**EXERCISE AIM**
Please give the data again in full, exactly as provided.

-------- DATA RECORDS

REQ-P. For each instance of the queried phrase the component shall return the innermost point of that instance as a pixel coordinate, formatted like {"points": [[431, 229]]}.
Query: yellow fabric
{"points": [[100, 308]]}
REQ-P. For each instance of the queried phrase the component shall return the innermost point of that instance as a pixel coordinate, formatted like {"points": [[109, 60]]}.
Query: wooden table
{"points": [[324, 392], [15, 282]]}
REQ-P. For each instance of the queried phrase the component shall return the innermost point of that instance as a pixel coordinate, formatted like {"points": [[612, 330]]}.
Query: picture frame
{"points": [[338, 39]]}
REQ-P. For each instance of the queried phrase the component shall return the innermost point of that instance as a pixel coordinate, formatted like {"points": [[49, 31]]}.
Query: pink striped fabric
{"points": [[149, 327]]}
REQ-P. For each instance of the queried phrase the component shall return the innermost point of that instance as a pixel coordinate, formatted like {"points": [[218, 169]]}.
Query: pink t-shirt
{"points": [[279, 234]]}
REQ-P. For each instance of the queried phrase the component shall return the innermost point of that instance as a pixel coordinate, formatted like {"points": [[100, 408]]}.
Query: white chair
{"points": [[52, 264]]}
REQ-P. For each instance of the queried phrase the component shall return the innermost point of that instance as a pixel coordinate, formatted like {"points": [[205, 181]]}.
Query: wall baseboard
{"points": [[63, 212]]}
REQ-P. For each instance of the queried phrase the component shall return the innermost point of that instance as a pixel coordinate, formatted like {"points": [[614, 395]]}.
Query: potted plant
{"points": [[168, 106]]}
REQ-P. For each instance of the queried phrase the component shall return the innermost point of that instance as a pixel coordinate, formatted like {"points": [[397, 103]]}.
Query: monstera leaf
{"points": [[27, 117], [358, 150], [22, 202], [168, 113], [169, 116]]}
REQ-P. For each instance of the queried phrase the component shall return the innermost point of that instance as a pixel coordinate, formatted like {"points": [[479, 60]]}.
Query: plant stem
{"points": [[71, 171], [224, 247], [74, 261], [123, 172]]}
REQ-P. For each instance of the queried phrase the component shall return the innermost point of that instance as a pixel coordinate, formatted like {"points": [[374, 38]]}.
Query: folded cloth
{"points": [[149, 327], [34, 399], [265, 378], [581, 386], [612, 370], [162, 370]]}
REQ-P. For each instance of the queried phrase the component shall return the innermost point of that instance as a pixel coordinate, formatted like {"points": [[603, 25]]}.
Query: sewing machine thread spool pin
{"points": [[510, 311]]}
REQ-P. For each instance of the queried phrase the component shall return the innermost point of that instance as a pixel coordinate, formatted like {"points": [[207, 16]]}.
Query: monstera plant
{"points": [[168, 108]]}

----------------

**YOUR RESPONSE**
REQ-P. For each instance of the queried phrase the component shall return the innermost point of that instance as a pixel coordinate, formatted like {"points": [[431, 229]]}.
Query: yellow fabric
{"points": [[100, 308]]}
REQ-P. For each instance of the queried phrase the component shall return the innermost point of that instance as a pixel coordinate, formatted like {"points": [[109, 60]]}.
Query: wooden table
{"points": [[324, 392], [15, 282]]}
REQ-P. For each instance of the queried phrase the component shall return the innermost point of that instance as a pixel coordinate, formatted like {"points": [[612, 330]]}.
Query: picture frame
{"points": [[338, 39]]}
REQ-P. For each instance of the queried phrase the component shall return the innermost point of that instance as a pixel coordinate, formatted like {"points": [[49, 31]]}.
Query: pink striped fabric
{"points": [[149, 327]]}
REQ-P. For each instance of the queried phrase the component shall return the innermost point of that instance as a pixel coordinate, formatted like {"points": [[218, 169]]}.
Query: pink t-shirt
{"points": [[279, 234]]}
REQ-P. For each instance of the queried phrase the component shall return the innermost point of that instance as a pixel coordinate, formatted like {"points": [[100, 408]]}.
Query: white chair
{"points": [[52, 264]]}
REQ-P. For each instance of the queried phrase the component shall return the innermost point of that instance as a pixel coordinate, formatted like {"points": [[205, 181]]}.
Query: wall baseboard
{"points": [[63, 212]]}
REQ-P. For each instance of the queried phrase the component shall return the innermost point of that instance as a pixel coordinate, formatted like {"points": [[614, 395]]}.
Query: potted plant
{"points": [[168, 106]]}
REQ-P. For each instance of the queried phrase the component shall return the innermost point of that instance as a pixel coordinate, formatted like {"points": [[397, 103]]}.
Query: monstera leaf
{"points": [[27, 117], [358, 150], [22, 202], [168, 113], [169, 116]]}
REQ-P. For each instance of the queried phrase the component shall return the innermost point of that instance as a pixel coordinate, formatted like {"points": [[479, 60]]}.
Query: plant stem
{"points": [[71, 171], [224, 247], [74, 261], [123, 172]]}
REQ-P. For each instance of the queried phrase the component shall return the innermost point of that instance as a pixel coordinate, formatted like {"points": [[374, 38]]}.
Query: folded cloth
{"points": [[149, 327], [34, 399], [265, 378], [581, 386], [612, 370], [162, 370]]}
REQ-P. For each instance of the queried phrase the component shall return the innermost point of that instance as a pixel coordinate, formatted like {"points": [[603, 25]]}.
Query: sewing machine thread spool pin
{"points": [[510, 311]]}
REQ-P. For each instance of the queried phrase the component shall return the innermost point of that instance as a pixel coordinate, formatted like {"points": [[207, 16]]}.
Query: monstera plant
{"points": [[168, 108]]}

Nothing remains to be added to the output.